- Text provided:
────────
In the year 1989, the first sedan was rolled out by Maruti to the Indian market. Before the beginning of the new century, Maruti had successfully produced and sold 1 million cars to the Indian population. In the year 1999, Wagon R, another popular car was launched. In 2001, Alto was launched and within 3 years it became the highest selling car in India. In the year 2005, Maruti Suzuki Swift was launched. The red swift is a sight we see even today.

In the year 2015, the Nexa brand was launched which focused on selling luxury cars to the Indian population.

Value Migration

Many companies often change their valuation away from their parent company to derive a separate valuation of their own. For example, ITC separated its valuation from tobacco to FMCG and hotel business. Similarly, there was a shift in the automobile sector in the year 2000. Until 2000, the automobile sector valuation was done based on the 2-wheeler market. Post the year 2000 the shift in valuation was done to the 4-wheeler sector.


The compounded sales growth in the last 5 years is by 4% and the TTM (Trailing 12-month) is around 40% growth. Their compounded profit growth over the last 5 years is in negative of 14% and their TTM is 27% growth. The good news for Maruti Suzuki investors is that the company is almost debt-free and has been maintaining a healthy dividend payout of 31.49%

The sales growth of the company is not as much as its previous performances. It has a mere growth of 4.09% in the last 5-year period. And the return on equity for the last 3 years is as low as 7.97%. This is also due to the harsh hit suffered by the automobile sector in recent years. The ROCE has dropped from 31% to a mere 5% in the year 2021.

Between the 1st and 2nd quarter of 2021, the drop in profits faced by Maruti Suzuki is close to 69% from March to June 2021. This drop was seen due to the impact of the second wave of Corona in many states which resulted in another lockdown in India. Along with this, the ever-increasing petrol prices have created a blow for the automobile sector. In recent years, there has been a slight drop seen in the sale of Maruti Suzuki cars as compared to its peers Hyundai, Kia, M&M, and TATA Motors. This is due to the recent trend of SUV cars sought by the public. Maruti has only one SUV car which is the Maruti Vitara Brezza, whereas its peers have close to 2-3 cars in the SUV sector and hold a good chunk of market share.
────────
Answer these questions using the text about Maruti Suzuki.
(a) In what year was the Nexa brand launched?
(b) Which company does the text give as an example of moving its valuation away from tobacco?
(c) What dividend payout has Maruti Suzuki been maintaining?

- Stored data:
────────
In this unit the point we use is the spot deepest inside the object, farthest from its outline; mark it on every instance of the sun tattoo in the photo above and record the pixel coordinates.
────────
- Exercise answer:
(a) 2015
(b) ITC
(c) 31.49%